● **To be done**:
Copy everything in the data below exactly except the pictures.

# START OF Input data

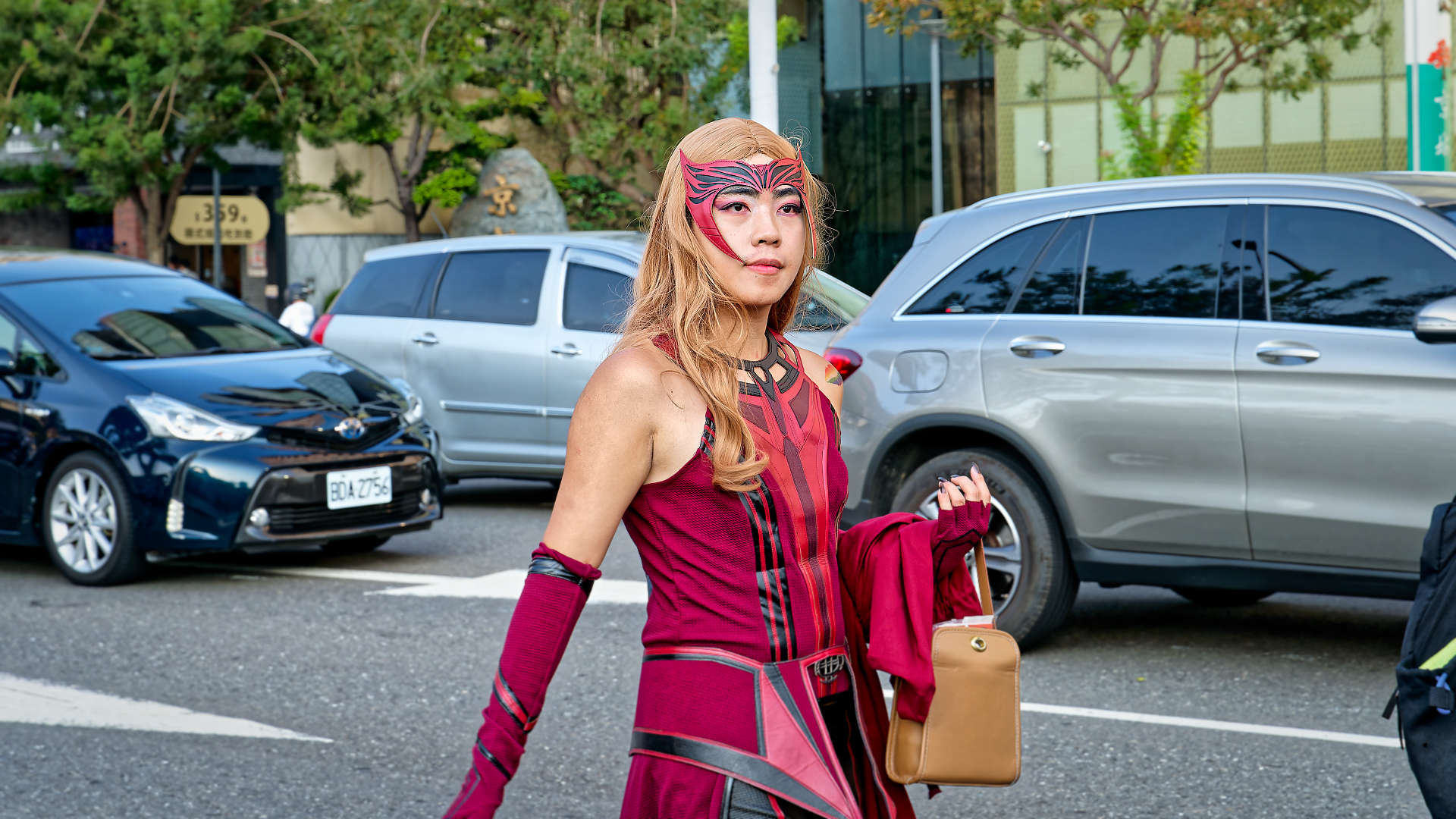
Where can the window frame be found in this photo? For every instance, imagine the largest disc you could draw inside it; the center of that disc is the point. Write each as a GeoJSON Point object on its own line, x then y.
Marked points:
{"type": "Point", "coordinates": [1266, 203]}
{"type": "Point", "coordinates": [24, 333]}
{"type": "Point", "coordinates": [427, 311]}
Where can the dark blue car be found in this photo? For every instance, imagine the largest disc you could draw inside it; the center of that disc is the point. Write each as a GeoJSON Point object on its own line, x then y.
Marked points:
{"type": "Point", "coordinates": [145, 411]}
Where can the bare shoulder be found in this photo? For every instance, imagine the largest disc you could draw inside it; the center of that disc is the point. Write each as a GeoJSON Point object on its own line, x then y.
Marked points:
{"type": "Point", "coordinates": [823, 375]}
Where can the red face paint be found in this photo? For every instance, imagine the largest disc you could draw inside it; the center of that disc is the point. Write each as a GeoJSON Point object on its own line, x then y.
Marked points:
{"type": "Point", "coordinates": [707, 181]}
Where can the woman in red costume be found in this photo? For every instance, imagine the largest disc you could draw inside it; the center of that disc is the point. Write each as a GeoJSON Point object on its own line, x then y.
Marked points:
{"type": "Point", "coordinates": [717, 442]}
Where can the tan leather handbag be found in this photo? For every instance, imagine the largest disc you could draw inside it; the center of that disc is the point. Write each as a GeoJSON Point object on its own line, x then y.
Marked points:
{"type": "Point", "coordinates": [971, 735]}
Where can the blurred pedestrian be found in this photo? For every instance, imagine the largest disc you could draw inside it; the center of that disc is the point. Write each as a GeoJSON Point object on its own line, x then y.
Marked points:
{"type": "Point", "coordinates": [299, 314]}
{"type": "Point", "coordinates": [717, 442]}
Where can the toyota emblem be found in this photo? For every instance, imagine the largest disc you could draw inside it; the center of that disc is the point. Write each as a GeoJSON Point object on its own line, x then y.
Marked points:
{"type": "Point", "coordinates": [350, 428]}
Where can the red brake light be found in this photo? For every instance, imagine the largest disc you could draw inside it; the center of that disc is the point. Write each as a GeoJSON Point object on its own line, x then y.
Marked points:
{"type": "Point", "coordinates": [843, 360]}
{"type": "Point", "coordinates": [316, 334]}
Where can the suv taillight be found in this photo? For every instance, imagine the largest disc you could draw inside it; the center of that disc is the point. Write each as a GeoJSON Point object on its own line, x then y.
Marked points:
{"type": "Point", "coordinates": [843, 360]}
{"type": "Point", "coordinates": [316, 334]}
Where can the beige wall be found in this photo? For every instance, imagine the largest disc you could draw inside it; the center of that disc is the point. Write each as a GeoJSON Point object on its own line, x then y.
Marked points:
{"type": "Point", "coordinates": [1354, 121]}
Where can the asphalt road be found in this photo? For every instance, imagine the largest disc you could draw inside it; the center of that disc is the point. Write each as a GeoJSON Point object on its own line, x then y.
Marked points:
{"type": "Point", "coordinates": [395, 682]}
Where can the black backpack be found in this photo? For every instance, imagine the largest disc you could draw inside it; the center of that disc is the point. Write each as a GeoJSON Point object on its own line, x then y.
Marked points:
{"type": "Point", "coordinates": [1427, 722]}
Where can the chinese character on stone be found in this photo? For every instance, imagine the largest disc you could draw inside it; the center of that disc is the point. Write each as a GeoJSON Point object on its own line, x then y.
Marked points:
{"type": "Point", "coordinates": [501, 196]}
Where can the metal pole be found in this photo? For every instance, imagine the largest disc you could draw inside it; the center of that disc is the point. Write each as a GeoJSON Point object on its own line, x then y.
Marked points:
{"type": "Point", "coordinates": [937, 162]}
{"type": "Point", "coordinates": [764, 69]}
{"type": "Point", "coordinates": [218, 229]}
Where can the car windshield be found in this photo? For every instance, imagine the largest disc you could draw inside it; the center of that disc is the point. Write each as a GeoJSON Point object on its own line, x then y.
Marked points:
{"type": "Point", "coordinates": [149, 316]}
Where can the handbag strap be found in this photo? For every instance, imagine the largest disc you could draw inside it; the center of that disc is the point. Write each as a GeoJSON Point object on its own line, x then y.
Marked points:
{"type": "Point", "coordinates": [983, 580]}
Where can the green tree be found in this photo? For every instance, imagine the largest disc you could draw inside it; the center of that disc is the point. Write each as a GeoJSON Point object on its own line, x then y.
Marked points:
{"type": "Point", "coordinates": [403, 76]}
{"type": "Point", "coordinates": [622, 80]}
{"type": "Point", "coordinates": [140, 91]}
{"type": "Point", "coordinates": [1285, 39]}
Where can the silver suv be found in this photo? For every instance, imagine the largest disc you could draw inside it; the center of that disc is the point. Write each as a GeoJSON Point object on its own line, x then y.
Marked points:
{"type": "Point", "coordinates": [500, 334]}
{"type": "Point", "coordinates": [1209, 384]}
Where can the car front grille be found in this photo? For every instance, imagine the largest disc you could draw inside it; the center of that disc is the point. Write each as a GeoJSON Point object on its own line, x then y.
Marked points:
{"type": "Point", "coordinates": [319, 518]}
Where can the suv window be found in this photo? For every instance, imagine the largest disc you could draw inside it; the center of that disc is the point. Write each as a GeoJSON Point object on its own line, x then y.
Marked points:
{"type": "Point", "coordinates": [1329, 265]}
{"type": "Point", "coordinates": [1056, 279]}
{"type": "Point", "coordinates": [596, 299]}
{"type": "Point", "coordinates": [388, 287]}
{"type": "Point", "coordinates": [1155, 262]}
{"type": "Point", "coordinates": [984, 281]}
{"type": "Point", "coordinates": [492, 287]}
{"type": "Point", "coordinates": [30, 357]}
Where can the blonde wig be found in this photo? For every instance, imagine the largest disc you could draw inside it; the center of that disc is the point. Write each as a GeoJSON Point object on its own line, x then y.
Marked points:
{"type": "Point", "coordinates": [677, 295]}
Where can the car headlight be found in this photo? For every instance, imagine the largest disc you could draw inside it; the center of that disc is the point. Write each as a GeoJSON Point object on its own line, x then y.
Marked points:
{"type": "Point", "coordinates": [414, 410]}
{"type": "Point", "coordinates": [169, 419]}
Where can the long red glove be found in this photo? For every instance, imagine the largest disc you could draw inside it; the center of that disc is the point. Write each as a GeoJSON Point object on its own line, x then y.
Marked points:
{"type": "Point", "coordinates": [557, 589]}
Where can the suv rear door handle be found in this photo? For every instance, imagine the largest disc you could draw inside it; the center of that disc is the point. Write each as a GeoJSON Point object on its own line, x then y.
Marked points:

# END OF Input data

● **Final result**:
Where can the window frame be found in this photo? For every instance, imagine the largest disc you could draw inside it; the center of that disc is the point. Write each as a GeoJSON Point object on its own line, x then y.
Marked points:
{"type": "Point", "coordinates": [1266, 203]}
{"type": "Point", "coordinates": [24, 333]}
{"type": "Point", "coordinates": [427, 311]}
Where can the dark blue car be found in this photo? For every instance, imagine the largest disc you could draw inside it; the center of that disc is the point. Write each as a GeoJSON Point object on its own line, x then y.
Marked points:
{"type": "Point", "coordinates": [145, 411]}
Where can the bare shoulder be found in this photo? For every instance, imagine the largest disc you could draw inside it; the center of that disc is the point. Write each as a GeoJSON Point object on its own line, x then y.
Marked points:
{"type": "Point", "coordinates": [823, 375]}
Where can the red face paint be found in this photo? For every instance, imagine the largest disc you could draw inside it; the center of that disc is the point. Write each as a GeoJSON Point object on its own line, x then y.
Marked points:
{"type": "Point", "coordinates": [707, 181]}
Where can the woman in red costume be found in this photo? For every instance, imagine the largest disc you could draw inside it; the center of that disc is the point. Write each as a GeoJSON Point object on its own line, x then y.
Marked points:
{"type": "Point", "coordinates": [717, 442]}
Where can the tan leather handbag be found in this photo? For every instance, imagine the largest disc you could draw inside it; the center of that disc is the point. Write each as a GeoJSON Point object on its own line, x then y.
Marked points:
{"type": "Point", "coordinates": [971, 735]}
Where can the blurred pedestrian be found in this photo? For every instance, imagine the largest disc you could draw inside it; the center of that disc is the point. Write each as a GeoJSON Point object on its own line, x then y.
Marked points:
{"type": "Point", "coordinates": [299, 314]}
{"type": "Point", "coordinates": [717, 442]}
Where can the toyota emblem be found in this photo? For every instance, imagine the largest disc you could draw inside it; the center of that disc is the point. Write each as a GeoJSON Point object on its own line, x then y.
Marked points:
{"type": "Point", "coordinates": [350, 428]}
Where can the red brake light be found in this photo? For every instance, imagine the largest disc you could draw inside it; the center of that disc is the point. Write each as a GeoJSON Point object on its own line, x then y.
Marked points:
{"type": "Point", "coordinates": [843, 360]}
{"type": "Point", "coordinates": [316, 334]}
Where can the suv taillight be found in this photo? For every instance, imagine the largest disc you could draw inside it; the center of that disc is the point. Write each as a GeoJSON Point object on its own line, x then y.
Marked points:
{"type": "Point", "coordinates": [843, 360]}
{"type": "Point", "coordinates": [316, 334]}
Where can the beige wall be found in this photo? For every instance, imagine the largest disc you could draw inside it; the center of that disc is the point. Write each as a GeoJSON Point object on its own line, x then y.
Marked points:
{"type": "Point", "coordinates": [1354, 121]}
Where can the asphalt road be found in this photo? For every instance, imagine the largest disc you could draw inside it; the center of that disc is the point. Write each as a GeoJSON Point object on its own line, x then y.
Marked points:
{"type": "Point", "coordinates": [395, 682]}
Where can the black backpack be found in this photo? For every instance, imagine the largest disc you could draw inside it; the center of that disc is the point. Write each as a GeoJSON Point object on its own line, x then y.
Marked points:
{"type": "Point", "coordinates": [1427, 722]}
Where can the chinese character on stone be found in this photo? For every instance, imagine the largest disc you could draw inside it; the center of that disc is the point. Write each as a GeoJSON Point object on its own line, x then y.
Marked points:
{"type": "Point", "coordinates": [501, 196]}
Where can the metal pole be found in this photo? For every instance, imagine the largest disc you could draw inside it; the center of that disc is the point. Write each as a GeoJSON Point object on its own line, x then y.
Marked points:
{"type": "Point", "coordinates": [937, 162]}
{"type": "Point", "coordinates": [764, 69]}
{"type": "Point", "coordinates": [218, 229]}
Where can the car windshield be found in this photo? For every instance, imagine the largest disc you could draw inside it; the center of that disc is the point. Write each as a GeoJSON Point object on its own line, x then y.
Marked points:
{"type": "Point", "coordinates": [149, 316]}
Where can the handbag strap be found in this photo? For every instance, imagine the largest disc you could draw inside it; the center of that disc is the point. Write each as a GeoJSON Point object on its own line, x then y.
Marked points:
{"type": "Point", "coordinates": [983, 580]}
Where can the green tree be found in this photo? For every instance, imagine the largest disc you could draw inside it; the center of that disc is the point. Write each as a GeoJSON Point object on its own line, x then y.
Marked points:
{"type": "Point", "coordinates": [403, 76]}
{"type": "Point", "coordinates": [622, 80]}
{"type": "Point", "coordinates": [140, 91]}
{"type": "Point", "coordinates": [1285, 39]}
Where can the silver suv be found in this photo? For every instance, imagine the largest disc you could draw inside it; the center of that disc is the point. Write each as a GeoJSON Point object on its own line, x then y.
Marked points:
{"type": "Point", "coordinates": [500, 334]}
{"type": "Point", "coordinates": [1209, 384]}
Where can the car front grille be found in this photo? For every instance, imagine the largest disc you could draw inside it; the center of that disc is the point. Write each as a GeoJSON Point object on its own line, x then y.
Marked points:
{"type": "Point", "coordinates": [319, 518]}
Where can the suv window be found in this photo? For every instance, imagine the largest disc you could draw inside it; the center of that disc is the point. Write each as a GeoJSON Point object on its own line, x then y.
Marked points:
{"type": "Point", "coordinates": [1329, 265]}
{"type": "Point", "coordinates": [1056, 279]}
{"type": "Point", "coordinates": [596, 299]}
{"type": "Point", "coordinates": [388, 287]}
{"type": "Point", "coordinates": [1155, 262]}
{"type": "Point", "coordinates": [984, 281]}
{"type": "Point", "coordinates": [492, 287]}
{"type": "Point", "coordinates": [30, 357]}
Where can the blonde wig be found in this photo? For every instance, imagine the largest disc you could draw inside it; the center of that disc is the point. Write each as a GeoJSON Point object on its own line, x then y.
Marked points:
{"type": "Point", "coordinates": [677, 295]}
Where can the car headlight be found in this photo? For every instance, imagine the largest disc you could draw inside it; the center of that disc is the point. Write each as a GeoJSON Point object on its own line, x then y.
Marked points:
{"type": "Point", "coordinates": [414, 410]}
{"type": "Point", "coordinates": [169, 419]}
Where can the long red glove be found in this photo? For every instance, imagine the largest disc you could draw inside it; the center of that disc is the point. Write each as a GeoJSON Point object on its own line, x then y.
Marked points:
{"type": "Point", "coordinates": [557, 589]}
Where can the suv rear door handle be found in this photo? For every instance, imagine the largest disc you could draw inside it; the center of that disc is the point. Write each as a GeoJSON Point object on its own line, x then y.
Marked points:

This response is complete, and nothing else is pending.